→ **Exercice court 1**:
Mets sous forme de tableau Markdown la partie des rangées qui s'ouvre sur la ligne contenant « In this exercise you will locate the led » et se termine avec la fin des rangées, bornes comprises, sans les lignes vides. Utilise une colonne « Numéro » pour le rang de chaque ligne et une colonne « Ligne » pour son texte.

→ **Extrait du document**:
_ _ _

Il est généralement dit dans le mythe fondateur de la prison que l’enfermement carcéral a pour fonction d’amender et de réinsérer ceux qui le subissent. L’observation du phénomène de la
criminalité montre cependant que la récidive demeure un problème récurrent. Abordant la question de l’échec de la prison, Michel Foucault soutenait que la détention provoque la récidive ;
elle ne peut manquer de fabriquer des délinquants. Il ajoutait également que la prison favorise l’organisation d’un milieu de délinquant.
Qu’est-ce qui peut bien expliquer Cet échec ? L’on peut dire que la récidive est une réalité qui est insuffisamment prise en compte par la
chaîne pénale (Section I). La prison est également considérée aujourd’hui comme un cadre de
développement de ce fléau. (Section II).
Le traitement de la récidive n’a pas encore acquis ses lettres
de noblesse pour plusieurs raisons : d’abord elle est un concept délicat pouvant être confondu aux notions
voisines et qui suscite une justice sévère mais aveugle (A). Ensuite la poursuite par voie de flagrant délit ne permet pas de connaître le passé
pénal d’un individu (B). Il y a également l’épineux problème de l’exécution des décisions de justice (C).

_ _ _

→ **Données enregistrées**:
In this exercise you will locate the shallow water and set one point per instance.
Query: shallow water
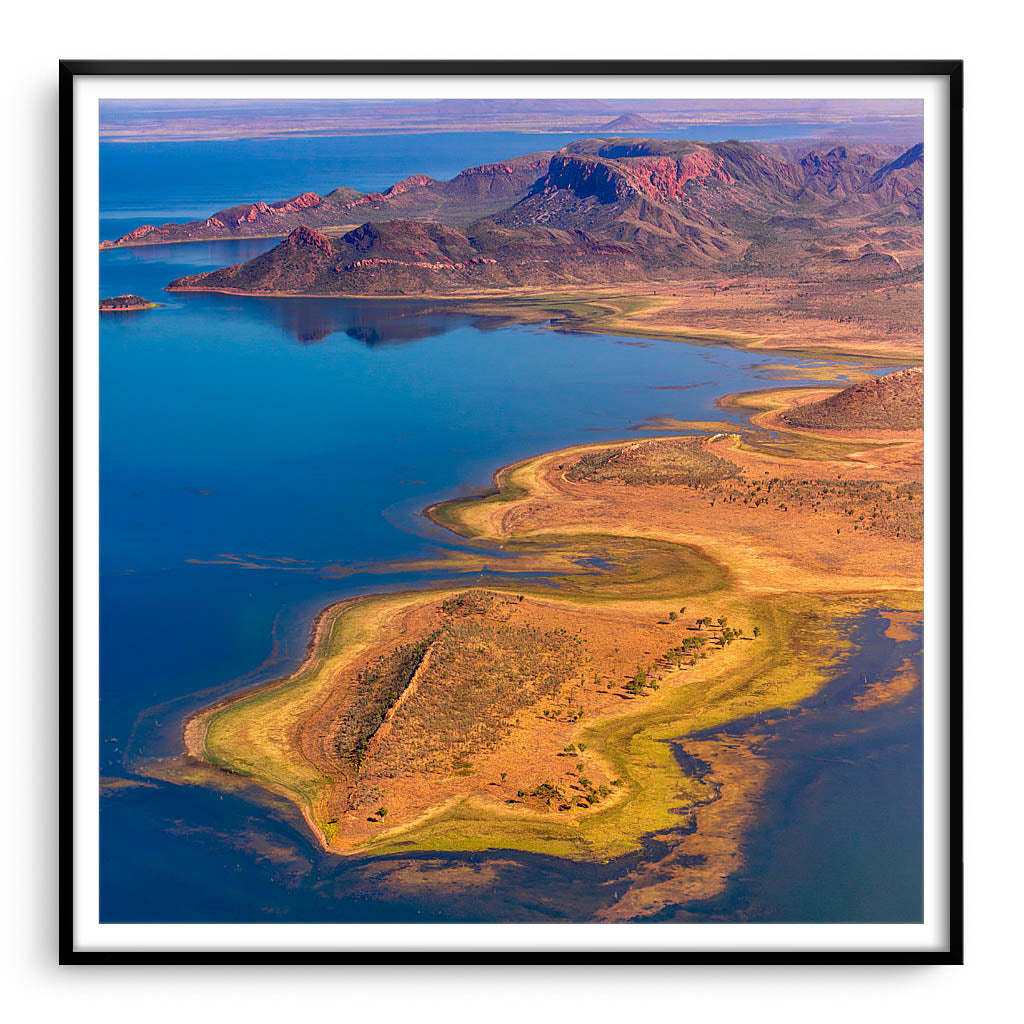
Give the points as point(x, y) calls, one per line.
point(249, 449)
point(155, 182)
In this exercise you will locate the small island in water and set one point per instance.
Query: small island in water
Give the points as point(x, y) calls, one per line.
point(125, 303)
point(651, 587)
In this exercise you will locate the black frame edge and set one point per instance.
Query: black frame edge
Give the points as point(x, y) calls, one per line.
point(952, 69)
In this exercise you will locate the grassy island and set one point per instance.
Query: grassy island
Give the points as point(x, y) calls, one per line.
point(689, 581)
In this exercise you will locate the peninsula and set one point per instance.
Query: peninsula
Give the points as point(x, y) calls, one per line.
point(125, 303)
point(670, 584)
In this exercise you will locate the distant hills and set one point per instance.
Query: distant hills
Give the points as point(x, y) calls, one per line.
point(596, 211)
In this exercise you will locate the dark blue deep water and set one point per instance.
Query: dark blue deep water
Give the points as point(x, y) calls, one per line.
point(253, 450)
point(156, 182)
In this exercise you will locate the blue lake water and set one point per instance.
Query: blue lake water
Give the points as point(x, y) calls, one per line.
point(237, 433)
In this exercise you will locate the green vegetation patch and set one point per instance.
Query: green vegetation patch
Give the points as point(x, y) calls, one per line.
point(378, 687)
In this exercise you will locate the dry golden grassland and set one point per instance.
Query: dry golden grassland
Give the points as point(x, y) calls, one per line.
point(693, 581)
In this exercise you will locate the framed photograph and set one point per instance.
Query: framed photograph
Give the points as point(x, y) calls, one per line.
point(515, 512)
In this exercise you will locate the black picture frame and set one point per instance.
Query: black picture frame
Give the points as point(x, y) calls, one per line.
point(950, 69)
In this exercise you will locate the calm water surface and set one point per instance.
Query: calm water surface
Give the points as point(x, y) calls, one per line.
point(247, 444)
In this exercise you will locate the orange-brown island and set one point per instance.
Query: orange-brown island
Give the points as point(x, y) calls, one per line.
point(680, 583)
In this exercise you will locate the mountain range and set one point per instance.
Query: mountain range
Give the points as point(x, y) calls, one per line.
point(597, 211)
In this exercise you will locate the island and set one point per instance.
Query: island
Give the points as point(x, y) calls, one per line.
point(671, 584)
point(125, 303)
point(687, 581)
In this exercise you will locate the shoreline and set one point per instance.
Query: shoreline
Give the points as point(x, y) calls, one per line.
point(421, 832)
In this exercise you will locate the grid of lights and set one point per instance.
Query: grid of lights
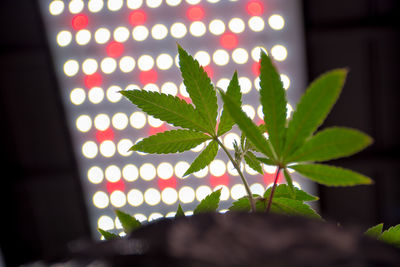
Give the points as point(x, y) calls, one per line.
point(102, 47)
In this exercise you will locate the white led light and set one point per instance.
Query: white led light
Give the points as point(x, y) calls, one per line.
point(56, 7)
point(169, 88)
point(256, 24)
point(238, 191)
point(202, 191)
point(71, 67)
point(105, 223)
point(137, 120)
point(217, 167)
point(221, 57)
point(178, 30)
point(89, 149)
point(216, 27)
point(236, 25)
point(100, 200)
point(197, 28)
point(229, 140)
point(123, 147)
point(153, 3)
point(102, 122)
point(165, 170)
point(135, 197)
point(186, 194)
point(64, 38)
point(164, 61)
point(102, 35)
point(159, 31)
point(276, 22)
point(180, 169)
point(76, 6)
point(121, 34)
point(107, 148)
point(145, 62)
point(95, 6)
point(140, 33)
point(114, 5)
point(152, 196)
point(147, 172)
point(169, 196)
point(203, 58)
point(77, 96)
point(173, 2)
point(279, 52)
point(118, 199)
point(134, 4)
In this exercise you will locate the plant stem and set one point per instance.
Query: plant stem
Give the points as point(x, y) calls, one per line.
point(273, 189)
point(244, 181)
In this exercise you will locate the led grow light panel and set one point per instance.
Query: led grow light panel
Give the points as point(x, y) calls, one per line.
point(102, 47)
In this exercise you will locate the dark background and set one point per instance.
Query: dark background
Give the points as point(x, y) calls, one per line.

_ _ _

→ **Exercice court 2**:
Selon Michel Foucault, cité dans l'extrait du document, qu'est-ce qui provoque la récidive ?

→ **Réponse 1**:
| Numéro | Ligne |
|---|---|
| 1 | In this exercise you will locate the led grow light panel and set one point per instance. |
| 2 | Query: led grow light panel |
| 3 | Give the points as point(x, y) calls, one per line. |
| 4 | point(102, 47) |
| 5 | In this exercise you will locate the dark background and set one point per instance. |
| 6 | Query: dark background |
| 7 | Give the points as point(x, y) calls, one per line. |

→ **Réponse 2**:
La détention.